TASK GOAL — Each line below must be written out exactly as shown.

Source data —
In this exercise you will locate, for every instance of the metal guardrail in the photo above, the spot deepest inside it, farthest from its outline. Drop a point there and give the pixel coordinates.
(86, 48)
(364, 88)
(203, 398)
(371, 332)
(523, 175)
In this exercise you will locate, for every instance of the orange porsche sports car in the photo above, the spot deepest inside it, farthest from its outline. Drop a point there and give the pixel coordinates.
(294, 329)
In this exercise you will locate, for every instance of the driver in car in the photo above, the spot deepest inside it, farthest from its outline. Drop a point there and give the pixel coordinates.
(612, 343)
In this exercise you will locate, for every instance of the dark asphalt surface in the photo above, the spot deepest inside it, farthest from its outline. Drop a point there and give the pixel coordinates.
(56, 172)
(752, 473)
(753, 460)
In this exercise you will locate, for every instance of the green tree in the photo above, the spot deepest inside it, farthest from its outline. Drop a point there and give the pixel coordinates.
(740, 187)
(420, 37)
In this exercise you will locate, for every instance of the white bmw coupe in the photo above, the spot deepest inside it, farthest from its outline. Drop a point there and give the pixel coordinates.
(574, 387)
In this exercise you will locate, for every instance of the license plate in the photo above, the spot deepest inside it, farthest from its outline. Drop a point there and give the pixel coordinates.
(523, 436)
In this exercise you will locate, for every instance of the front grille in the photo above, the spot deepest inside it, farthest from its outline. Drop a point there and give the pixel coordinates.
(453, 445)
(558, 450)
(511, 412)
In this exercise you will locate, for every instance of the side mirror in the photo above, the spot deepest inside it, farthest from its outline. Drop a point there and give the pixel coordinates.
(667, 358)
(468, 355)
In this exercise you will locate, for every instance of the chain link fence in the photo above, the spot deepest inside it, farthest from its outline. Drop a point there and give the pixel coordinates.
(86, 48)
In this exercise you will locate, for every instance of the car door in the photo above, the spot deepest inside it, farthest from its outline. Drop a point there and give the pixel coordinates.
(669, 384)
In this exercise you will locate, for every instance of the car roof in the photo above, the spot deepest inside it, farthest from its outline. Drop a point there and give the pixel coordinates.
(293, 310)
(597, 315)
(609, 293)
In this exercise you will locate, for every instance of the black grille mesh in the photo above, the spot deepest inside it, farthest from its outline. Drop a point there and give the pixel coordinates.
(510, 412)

RESPONSE AREA —
In this exercise you will locate, for every instance of the metal guardrail in the photo above, the spot deepest inside it, farthest from its outline. Drop a point there and give the pixel coordinates.
(86, 48)
(364, 88)
(203, 398)
(371, 332)
(523, 175)
In this exercise you will locate, for every instance of the orange porsche sports car in the photo above, the spot deepest inside it, farthest from its outline. Drop a point there and give the pixel coordinates.
(294, 329)
In this exercise you will locate, for every instance of the driver in car in the photo above, the spot deepest inside it, farthest from its outline. Drop a point there and give the pixel coordinates.
(612, 343)
In this exercise you will locate, for every instance of the dark asphalt surface in the photo above, the spot deepest inside it, farthest from its outline. Drop a point there and give the pixel coordinates.
(56, 172)
(752, 473)
(753, 460)
In this exercise you will locate, for every instance of the green tree in the photo above, the spot deepest inside it, farthest from its outline. Drop a point there and give the pixel coordinates.
(740, 187)
(420, 37)
In this exercise you will locate, for every instance of the white bmw coupe in the photo above, the spot deepest inside it, farthest from its outline. Drop a point there and give the pixel coordinates.
(574, 387)
In this exercise you will locate, for every instance of the license plate in the photo above, the spot deepest inside it, farthest from its outline. Drop a point there and give the pixel coordinates.
(523, 436)
In this exercise you will locate, for every instance of the front grille in the photo above, the spot deepest inside it, farthest from its outline. Drop a point there and give the pixel coordinates.
(453, 445)
(558, 450)
(511, 412)
In this exercise you will locate, for every instance of the side mirror in the photo above, the spot deepest inside it, farthest from its outline. Drop a point there and give the pixel coordinates.
(667, 358)
(468, 355)
In this exercise you will locate, for every instance of the chain link fence in the photo above, the spot deepest inside it, farthest from its outline. Drop a point there and give the pixel coordinates.
(86, 48)
In this exercise you will locate, for every instance of the car door in the photo above, the spot deepest inside it, farthest from its outline. Drop a point there and give the pixel coordinates.
(669, 384)
In this exercise you will locate, for every instance of the car roof in the photo above, the spot deepest inside it, farthest from its outline. Drop a point there and give the pixel coordinates.
(293, 310)
(597, 315)
(609, 293)
In this exercise you will locate, for every instance of the black grille mesh in the photo above, the spot deepest inside it, farthest from its outline. Drop a point there and give the pixel coordinates.
(510, 412)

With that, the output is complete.